- SOURCE EXTRACT
"""

Recommended Price: £110
Weight: 495g (Men’s 34″ waist)

Described by Rab as ‘mid-weight softshell’ trousers, the Rab Spire are made from a double-weave Matrix fabric – 92% polyamide and 8% elastane. There’s a very tough-feeling reinforced fabric on the knees and the inside of the lower leg, great for me as this is where I find my walking trousers usually get badly abraded. Despite feeling robust, the main fabric is also stretchy, with a very soft inner face, and the design includes a diamond gusset and articulated knees – I’ve found them very comfortable to wear. On the hill, I’ve found them warm enough on their own in most winter conditions (though there’s room for thermals under them in extreme cold), and they offer great protection from the biting winds. They have a DWR treatment to repel showers, though they perform best when it’s too cold for rain.

The Spire are supplied with a removable belt, and have two hand-pockets as well as an additional pocket on one leg, all with YKK zips. There are also ankle zips to aid getting them down over the tops of bulky boots.

Whilst they’d be too warm for the rest of the year, on the winter hills these are reassuringly sturdy, well-made and comfortable trousers that should give years of reliable use.

Fjallraven Vidda Pro Trousers

Recommended Price: £145
Weight: 535g, men’s size 48 (32″)

"""

- EXCERPTED RECORDS

"""

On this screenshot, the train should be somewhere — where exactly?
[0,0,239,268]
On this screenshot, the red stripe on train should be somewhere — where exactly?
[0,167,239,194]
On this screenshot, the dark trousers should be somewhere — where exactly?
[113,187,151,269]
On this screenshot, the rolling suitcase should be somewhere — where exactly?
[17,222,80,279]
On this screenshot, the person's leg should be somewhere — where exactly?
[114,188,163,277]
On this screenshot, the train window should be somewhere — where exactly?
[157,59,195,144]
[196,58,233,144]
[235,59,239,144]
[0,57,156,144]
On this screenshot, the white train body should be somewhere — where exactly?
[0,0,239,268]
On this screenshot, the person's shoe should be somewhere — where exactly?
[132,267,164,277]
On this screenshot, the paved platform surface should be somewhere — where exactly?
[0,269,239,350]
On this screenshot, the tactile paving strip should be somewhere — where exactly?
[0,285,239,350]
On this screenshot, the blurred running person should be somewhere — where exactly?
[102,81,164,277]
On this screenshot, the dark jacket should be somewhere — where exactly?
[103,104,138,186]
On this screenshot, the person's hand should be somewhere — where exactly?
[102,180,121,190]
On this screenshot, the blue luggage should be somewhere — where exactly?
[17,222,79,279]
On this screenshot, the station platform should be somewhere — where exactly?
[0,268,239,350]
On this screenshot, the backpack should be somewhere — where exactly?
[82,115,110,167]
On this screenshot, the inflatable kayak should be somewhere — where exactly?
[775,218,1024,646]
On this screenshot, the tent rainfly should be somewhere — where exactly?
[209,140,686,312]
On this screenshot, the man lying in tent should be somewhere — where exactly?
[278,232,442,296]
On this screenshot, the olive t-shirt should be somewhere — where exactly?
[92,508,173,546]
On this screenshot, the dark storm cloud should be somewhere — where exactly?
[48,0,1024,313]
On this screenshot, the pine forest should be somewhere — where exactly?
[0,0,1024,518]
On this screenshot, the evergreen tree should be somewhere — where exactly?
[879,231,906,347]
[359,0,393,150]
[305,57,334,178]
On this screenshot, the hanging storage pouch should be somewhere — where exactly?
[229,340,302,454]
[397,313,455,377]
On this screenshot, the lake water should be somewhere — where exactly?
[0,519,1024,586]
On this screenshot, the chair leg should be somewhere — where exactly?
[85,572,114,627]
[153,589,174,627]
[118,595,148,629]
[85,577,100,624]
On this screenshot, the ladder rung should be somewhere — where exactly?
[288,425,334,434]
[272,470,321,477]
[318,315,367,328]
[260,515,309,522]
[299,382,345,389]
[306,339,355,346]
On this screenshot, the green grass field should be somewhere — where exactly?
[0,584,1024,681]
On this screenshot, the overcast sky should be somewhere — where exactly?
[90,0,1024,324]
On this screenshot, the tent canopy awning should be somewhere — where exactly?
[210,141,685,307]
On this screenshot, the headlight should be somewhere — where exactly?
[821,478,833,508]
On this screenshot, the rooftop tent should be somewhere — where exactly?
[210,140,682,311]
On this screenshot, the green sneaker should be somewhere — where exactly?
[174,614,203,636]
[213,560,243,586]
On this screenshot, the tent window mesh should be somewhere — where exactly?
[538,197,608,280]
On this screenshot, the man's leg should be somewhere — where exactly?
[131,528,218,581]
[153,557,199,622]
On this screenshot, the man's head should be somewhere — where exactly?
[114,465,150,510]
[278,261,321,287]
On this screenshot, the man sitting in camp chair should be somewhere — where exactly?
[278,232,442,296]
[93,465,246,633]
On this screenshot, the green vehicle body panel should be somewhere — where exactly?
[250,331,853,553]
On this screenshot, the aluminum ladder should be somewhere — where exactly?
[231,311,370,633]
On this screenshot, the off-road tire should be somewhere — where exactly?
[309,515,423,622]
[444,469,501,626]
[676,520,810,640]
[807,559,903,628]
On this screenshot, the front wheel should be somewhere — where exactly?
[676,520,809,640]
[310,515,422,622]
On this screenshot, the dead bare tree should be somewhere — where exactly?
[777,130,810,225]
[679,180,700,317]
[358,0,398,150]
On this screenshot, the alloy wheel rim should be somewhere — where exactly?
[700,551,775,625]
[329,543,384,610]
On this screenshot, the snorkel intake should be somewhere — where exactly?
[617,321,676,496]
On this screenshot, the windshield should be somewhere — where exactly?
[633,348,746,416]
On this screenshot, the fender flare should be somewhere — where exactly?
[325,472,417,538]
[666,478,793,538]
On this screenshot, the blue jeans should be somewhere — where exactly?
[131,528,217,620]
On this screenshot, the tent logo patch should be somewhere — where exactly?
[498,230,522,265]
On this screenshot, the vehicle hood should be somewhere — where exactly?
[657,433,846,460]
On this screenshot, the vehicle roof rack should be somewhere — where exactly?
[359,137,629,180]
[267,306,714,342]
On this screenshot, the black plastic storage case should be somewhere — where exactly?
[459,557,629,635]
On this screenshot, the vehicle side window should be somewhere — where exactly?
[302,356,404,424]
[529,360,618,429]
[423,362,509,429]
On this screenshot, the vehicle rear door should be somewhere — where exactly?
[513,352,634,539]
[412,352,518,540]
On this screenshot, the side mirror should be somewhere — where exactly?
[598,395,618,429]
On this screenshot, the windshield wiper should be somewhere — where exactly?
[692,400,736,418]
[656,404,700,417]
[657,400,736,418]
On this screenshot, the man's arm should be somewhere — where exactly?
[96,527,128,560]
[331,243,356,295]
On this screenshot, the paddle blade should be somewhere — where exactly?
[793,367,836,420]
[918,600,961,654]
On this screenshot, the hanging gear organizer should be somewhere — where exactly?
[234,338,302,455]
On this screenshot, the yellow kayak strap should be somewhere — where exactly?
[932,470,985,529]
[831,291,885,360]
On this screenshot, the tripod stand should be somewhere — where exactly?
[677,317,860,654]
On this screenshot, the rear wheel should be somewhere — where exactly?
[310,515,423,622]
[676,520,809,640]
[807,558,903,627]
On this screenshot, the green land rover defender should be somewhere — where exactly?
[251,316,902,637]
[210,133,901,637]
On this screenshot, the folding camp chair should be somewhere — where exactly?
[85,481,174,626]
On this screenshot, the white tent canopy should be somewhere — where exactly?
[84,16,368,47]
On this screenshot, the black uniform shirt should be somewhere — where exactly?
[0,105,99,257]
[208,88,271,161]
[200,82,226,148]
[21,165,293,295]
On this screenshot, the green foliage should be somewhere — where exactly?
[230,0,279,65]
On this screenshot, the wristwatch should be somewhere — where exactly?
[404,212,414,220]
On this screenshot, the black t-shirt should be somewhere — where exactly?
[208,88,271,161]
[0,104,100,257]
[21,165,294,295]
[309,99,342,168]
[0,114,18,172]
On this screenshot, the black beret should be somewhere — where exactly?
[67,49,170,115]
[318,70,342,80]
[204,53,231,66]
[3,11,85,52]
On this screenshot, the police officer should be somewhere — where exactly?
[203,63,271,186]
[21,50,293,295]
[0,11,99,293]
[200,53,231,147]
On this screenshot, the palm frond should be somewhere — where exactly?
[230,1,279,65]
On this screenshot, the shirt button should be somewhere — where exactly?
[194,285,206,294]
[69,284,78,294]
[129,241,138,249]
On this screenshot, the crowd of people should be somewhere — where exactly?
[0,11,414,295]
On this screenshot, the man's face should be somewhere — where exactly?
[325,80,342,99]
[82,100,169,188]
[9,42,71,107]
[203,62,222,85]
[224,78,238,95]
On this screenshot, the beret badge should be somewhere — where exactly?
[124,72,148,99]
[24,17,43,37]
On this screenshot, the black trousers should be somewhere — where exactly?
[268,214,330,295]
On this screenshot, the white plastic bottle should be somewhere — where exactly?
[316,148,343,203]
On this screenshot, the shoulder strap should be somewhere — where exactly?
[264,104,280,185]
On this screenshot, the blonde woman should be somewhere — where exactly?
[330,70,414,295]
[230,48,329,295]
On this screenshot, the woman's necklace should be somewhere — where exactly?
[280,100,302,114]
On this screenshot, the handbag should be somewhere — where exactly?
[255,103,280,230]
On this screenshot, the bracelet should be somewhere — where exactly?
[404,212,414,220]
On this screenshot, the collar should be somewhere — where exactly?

"""

- WRITTEN INSTRUCTION
Can you resume the review of winter walking trousers from the point where it stops?

- THE RESPONSE
Whilst I’d heard good things about the Vidda Pro trousers, when I first read the spec they didn’t sound ideally suited for hillwalking. Made with very stiff feeling fabric, and with no less than six(!) pockets and even an axe loop (they don’t mean an ice-axe!), I thought they looked to be more suitable for lumberjacks or backwoodsmen rather than regular Scottish hill-goers. I’ve now worn them for several months – and although I don’t really need all those features, I’ve come to love the Viddas.

They are made from Fjallraven’s G-1000 fabric, an extremely thick and tough mix of 65% polyester and 35% cotton. There’s double layers on the seat, and on the knees. This leads to stiff-feeling trousers to handle, but there’s a much stretchier fabric used for the diamond gusset, and together with the great cut the Vidda’s are actually extremely comfortable to wear, allowing unrestricted movement. The ankles have an internal elastic strap which can be fastened with a stud to give three different widths. There’s no belt supplied – which seems a shame at the price. They are very wind-proof, and the robustness is very comforting when you are out in fierce conditions. The thickness helps the G-1000 fabric to resist light rain well; if you want increased water resistance, it can be treated with wax. For wear in warmer conditions, there are zipped ventilation openings down the upper half of each leg.

Whilst the price and weight may both seem high, the Vidda Pro are exceptionally well-made trousers. They really are made to last; there aren’t many pairs of my trousers I’m expecting to be able to pass on an heirloom!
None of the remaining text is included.